Directions — What is needed is a word-for-word copy of the listing below, without pictures.

Dataset entries —
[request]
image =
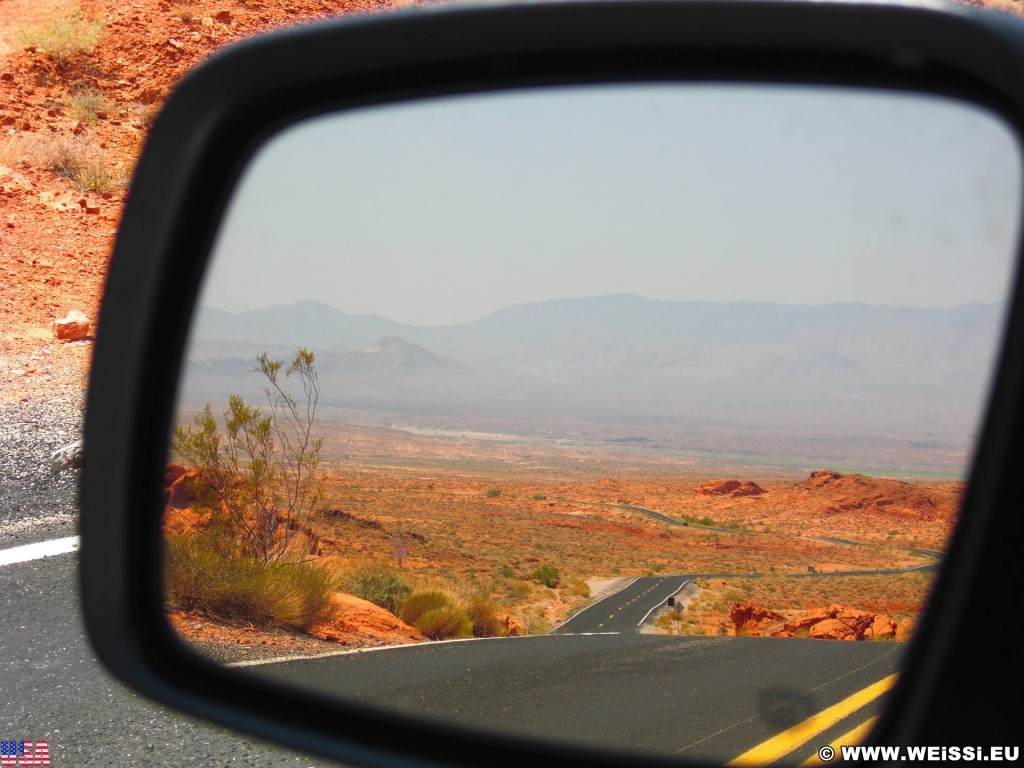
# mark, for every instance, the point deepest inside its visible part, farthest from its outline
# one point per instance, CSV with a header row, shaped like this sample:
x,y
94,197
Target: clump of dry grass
x,y
66,34
76,158
86,104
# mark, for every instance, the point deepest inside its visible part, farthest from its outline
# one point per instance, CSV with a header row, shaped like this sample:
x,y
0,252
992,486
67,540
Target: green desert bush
x,y
444,623
420,602
64,35
198,577
580,588
547,574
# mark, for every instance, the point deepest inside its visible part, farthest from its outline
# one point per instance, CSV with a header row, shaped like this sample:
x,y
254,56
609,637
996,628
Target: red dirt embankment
x,y
55,239
833,623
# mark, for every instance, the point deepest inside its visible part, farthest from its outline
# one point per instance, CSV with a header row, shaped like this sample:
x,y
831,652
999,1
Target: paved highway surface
x,y
627,609
52,687
715,697
692,696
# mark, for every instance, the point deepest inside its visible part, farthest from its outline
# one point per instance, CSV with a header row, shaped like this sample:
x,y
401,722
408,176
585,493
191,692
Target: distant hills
x,y
739,373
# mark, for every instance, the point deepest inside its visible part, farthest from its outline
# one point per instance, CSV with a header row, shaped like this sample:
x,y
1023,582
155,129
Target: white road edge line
x,y
658,604
593,604
39,550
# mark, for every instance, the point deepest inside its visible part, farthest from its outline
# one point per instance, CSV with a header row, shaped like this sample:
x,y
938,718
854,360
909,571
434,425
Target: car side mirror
x,y
594,259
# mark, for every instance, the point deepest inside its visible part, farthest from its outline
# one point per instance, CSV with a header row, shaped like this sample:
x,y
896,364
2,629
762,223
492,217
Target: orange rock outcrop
x,y
833,623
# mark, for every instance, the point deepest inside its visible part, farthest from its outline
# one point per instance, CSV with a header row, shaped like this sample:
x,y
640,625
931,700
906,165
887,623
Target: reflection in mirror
x,y
666,393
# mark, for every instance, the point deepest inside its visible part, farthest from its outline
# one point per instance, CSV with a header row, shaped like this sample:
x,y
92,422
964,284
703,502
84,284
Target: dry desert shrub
x,y
75,158
66,34
444,623
378,583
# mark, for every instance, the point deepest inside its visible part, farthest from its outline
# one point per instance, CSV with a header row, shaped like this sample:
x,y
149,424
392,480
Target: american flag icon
x,y
22,753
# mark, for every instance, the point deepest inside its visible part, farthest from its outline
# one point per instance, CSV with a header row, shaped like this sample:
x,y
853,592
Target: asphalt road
x,y
685,696
52,687
688,696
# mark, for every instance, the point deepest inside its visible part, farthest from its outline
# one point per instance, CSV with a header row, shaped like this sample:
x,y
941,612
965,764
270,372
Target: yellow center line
x,y
791,738
847,739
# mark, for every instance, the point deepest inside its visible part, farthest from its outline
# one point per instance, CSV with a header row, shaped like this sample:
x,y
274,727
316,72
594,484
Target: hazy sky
x,y
442,212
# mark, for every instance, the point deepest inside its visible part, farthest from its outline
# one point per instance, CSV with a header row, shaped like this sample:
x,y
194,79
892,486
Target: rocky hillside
x,y
79,86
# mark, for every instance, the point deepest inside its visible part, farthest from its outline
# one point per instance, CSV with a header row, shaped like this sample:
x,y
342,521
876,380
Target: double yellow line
x,y
780,745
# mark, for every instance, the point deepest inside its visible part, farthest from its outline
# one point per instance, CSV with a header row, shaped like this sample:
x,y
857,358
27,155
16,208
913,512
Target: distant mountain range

Response box —
[request]
image =
# mark, for every instance, the point deepest inside its visible part, farthest from its outline
# one point per instance, CSV with a header row, shaped like this sample:
x,y
94,197
Target: clump of dry grass
x,y
66,34
76,158
86,104
# mark, for every instance, the point deepest inside its visible part, farthest from its outline
# one point per instance, CSV with a header row, shaped like this sample:
x,y
0,252
992,486
67,540
Target: green desert bush
x,y
444,623
420,602
64,35
198,577
580,588
547,574
# mark, for every instance, the point deepest inside its visible part, farthest from its outline
# one point per instance, CSV with a header row, shaped like this sample:
x,y
254,56
609,637
996,628
Target: red dirt embankment
x,y
55,239
833,623
# mark, for every instance, the point deepest inside its visible part, farthest from its outline
# one point per instance, CSV with a header row, shaped like this sample:
x,y
831,652
999,1
Target: paved highway surface
x,y
627,609
52,687
715,697
692,696
# mark, for every instance, the point deepest inside its visible part, farthest from its outline
# one point per instance, CSV with a header row, shaped like this sample:
x,y
401,722
408,176
585,493
191,692
Target: distant hills
x,y
739,373
# mark, for every instance, the point deepest inside its visible part, farthest from its outline
# one point per instance, CSV with a header row, shaped like this sample:
x,y
1023,582
155,129
Target: white road edge line
x,y
658,604
593,604
39,550
# mark, for every instance, the point deepest inside its visible part, farthest from its outline
# one point per instance, CSV with a header row, shaped like this sample:
x,y
938,718
854,360
909,571
434,425
Target: car side mirror
x,y
594,259
# mark, for every instance, the point deepest inside its visible part, farthest from its outline
# one point per instance, CSV with a header row, shaped like this sample:
x,y
896,364
2,629
762,223
492,217
Target: orange rock outcrop
x,y
833,623
# mark, for every instance, the point deepest inside its visible part, farthest from its outline
# one point per instance, CSV with a header row, shaped like this sample:
x,y
640,625
931,700
906,165
887,623
Target: reflection in mirror
x,y
666,393
# mark, for every instance, the point deepest inside its visible part, farthest from its outline
# one point per instance, CSV with a header row, shaped like this sample:
x,y
92,422
964,284
703,502
84,284
Target: dry desert shrub
x,y
75,158
66,34
444,623
378,583
# mark, for every instance, the point deepest inside its visible part, farthest from its outline
# one point per instance, CSV with a header row, shaped like this sample:
x,y
149,424
392,480
Target: american flag icon
x,y
22,753
# mark, for every instance, the point deepest inside its visible part, farthest from its outline
# one point per instance, CSV with a header row, shaped like this sample:
x,y
853,592
Target: asphalt road
x,y
685,696
52,687
688,696
# mark, for every instance, the point deepest inside its visible part, farthest from its outline
# one point per instance, CSV with a header row, shaped like this sample:
x,y
941,612
965,764
270,372
Target: yellow center line
x,y
791,738
847,739
# mark, for every instance, the point deepest inside its visible part, farthest from its outline
# one point per instance, CSV with a header row, shaped like this sample:
x,y
274,727
316,72
594,484
Target: hazy sky
x,y
442,212
# mark, for every instance, the point deepest inside its visible part, farthest from its outline
# one point per instance, CSV with a header row, shaped like this sample:
x,y
194,79
892,486
Target: rocky hillside
x,y
79,86
# mark, for every instance, the point deepest inside its visible part, farthest from its outline
# one point per instance, CSV with a header row, shaped like this sample:
x,y
342,521
876,380
Target: double yellow line
x,y
780,745
# mark, for every instance, the point deepest inside its visible part, farthest from its outline
# one point per instance, CSV with a header row, shaped like this sample:
x,y
857,358
27,155
16,208
913,512
Target: distant mountain range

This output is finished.